_EXERCISE DIRECTIONS_
Print out the records that follow, exactly and completely.

_DATASET EXCERPTS_
<<<<
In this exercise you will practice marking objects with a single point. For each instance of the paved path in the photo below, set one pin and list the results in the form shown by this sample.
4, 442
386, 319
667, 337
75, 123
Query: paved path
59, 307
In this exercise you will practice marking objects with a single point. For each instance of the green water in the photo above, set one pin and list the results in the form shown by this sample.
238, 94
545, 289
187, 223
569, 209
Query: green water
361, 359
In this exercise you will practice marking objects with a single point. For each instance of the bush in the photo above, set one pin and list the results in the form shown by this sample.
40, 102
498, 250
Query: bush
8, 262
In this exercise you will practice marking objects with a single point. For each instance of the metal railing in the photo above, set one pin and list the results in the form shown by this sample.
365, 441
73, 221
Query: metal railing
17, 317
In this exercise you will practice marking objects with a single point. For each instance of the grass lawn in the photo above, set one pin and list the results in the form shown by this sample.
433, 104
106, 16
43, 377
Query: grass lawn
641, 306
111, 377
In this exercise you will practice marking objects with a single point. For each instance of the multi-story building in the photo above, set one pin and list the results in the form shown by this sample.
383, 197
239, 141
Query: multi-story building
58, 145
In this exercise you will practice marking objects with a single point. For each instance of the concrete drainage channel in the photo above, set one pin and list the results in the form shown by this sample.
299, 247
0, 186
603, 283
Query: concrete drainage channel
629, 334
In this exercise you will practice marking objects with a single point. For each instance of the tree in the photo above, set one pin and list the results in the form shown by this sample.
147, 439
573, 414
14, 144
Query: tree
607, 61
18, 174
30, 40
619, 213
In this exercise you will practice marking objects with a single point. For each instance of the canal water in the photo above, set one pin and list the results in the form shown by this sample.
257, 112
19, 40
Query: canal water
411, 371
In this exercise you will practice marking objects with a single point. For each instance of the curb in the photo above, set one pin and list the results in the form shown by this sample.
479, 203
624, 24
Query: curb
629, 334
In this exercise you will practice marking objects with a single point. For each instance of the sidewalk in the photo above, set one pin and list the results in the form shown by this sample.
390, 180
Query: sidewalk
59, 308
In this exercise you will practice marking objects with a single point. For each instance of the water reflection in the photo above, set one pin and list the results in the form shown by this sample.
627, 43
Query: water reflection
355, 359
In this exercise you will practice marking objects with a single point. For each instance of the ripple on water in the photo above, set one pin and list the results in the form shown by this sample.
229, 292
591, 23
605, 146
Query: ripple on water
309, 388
>>>>
_WRITTEN ANSWER_
In this exercise you will practice marking objects with a single point. For each instance of the paved path in the photo below, set one pin and list the results in the form shown by this sample.
4, 442
386, 319
667, 337
75, 123
Query: paved path
59, 307
In this exercise you will practice marking objects with a single point. For each instance of the green water in the photo above, set one pin and list the results in the form shown by this sample.
238, 94
545, 289
187, 223
569, 209
Query: green water
361, 359
In this exercise you will practice marking objects with a single point. For each instance of the bush in the photo above, set one pin and list the results in the form shown by this sample.
40, 102
498, 250
Query: bush
8, 262
In this exercise you will practice marking objects with a single point. For each instance of the metal railing in the photo above, set one pin and list the results in the form shown by this sample.
365, 441
73, 221
Query: metal railing
17, 317
In this exercise you will practice marking objects with a single point. For each instance of the grass lawn in the photo above, set one pin and list the results in the form shown by this sample.
433, 104
106, 16
43, 377
Query: grass lawn
641, 306
111, 377
In this exercise you will practice marking objects with a single point. For each instance of the multi-story building in the photo above, set one pin and list the results in the form shown by this sample.
383, 197
239, 141
Query: multi-story building
58, 145
In this exercise you will practice marking objects with a single point. For each instance of the concrete drainage channel in the photo above, set one pin and list the results in the form shown by this sample.
299, 247
0, 186
603, 283
Query: concrete drainage channel
629, 334
In this exercise you will practice marking objects with a single point. For each instance of the tree in the photo above, set one pin and list the results in the form shown by this sample.
147, 439
573, 414
14, 144
Query: tree
607, 61
18, 174
30, 40
619, 213
In this exercise you will practice marking objects with a single point. For each instance of the canal water in the photo above, set one pin and list the results in the form shown by this sample.
257, 112
19, 40
Query: canal water
411, 371
In this exercise you will practice marking objects with a single point. For each instance of the curb in the photo above, set one pin and list the results in the form shown by this sample.
479, 203
624, 24
Query: curb
629, 334
In this exercise you will practice marking objects with a single point. For each instance of the sidewalk in the photo above, set one pin and list the results in the form shown by this sample.
390, 180
Query: sidewalk
59, 308
In this exercise you will practice marking objects with a single point. For each instance of the water reflection in the photo above, set one pin and list the results in the form shown by this sample.
627, 43
Query: water reflection
355, 359
In this exercise you will practice marking objects with a single point. For each instance of the ripple on water in the photo above, set one pin and list the results in the form shown by this sample.
229, 292
591, 23
605, 146
Query: ripple on water
309, 388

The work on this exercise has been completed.